● **Exercise**: Every line of the material is to be reproduced verbatim.

..............................

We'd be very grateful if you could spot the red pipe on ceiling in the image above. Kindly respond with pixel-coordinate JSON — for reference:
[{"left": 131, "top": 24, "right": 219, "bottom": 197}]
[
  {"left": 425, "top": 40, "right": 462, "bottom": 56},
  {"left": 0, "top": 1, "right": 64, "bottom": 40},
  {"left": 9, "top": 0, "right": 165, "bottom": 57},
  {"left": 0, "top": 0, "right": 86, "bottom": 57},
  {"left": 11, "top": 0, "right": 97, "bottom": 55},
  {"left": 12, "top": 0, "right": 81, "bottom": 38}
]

..............................

● **Solution to the problem**:
We'd be very grateful if you could spot the red pipe on ceiling in the image above. Kindly respond with pixel-coordinate JSON — for reference:
[{"left": 131, "top": 24, "right": 219, "bottom": 197}]
[
  {"left": 425, "top": 40, "right": 462, "bottom": 56},
  {"left": 0, "top": 1, "right": 64, "bottom": 40},
  {"left": 9, "top": 0, "right": 165, "bottom": 57},
  {"left": 0, "top": 0, "right": 86, "bottom": 57},
  {"left": 11, "top": 0, "right": 97, "bottom": 55},
  {"left": 12, "top": 0, "right": 81, "bottom": 38}
]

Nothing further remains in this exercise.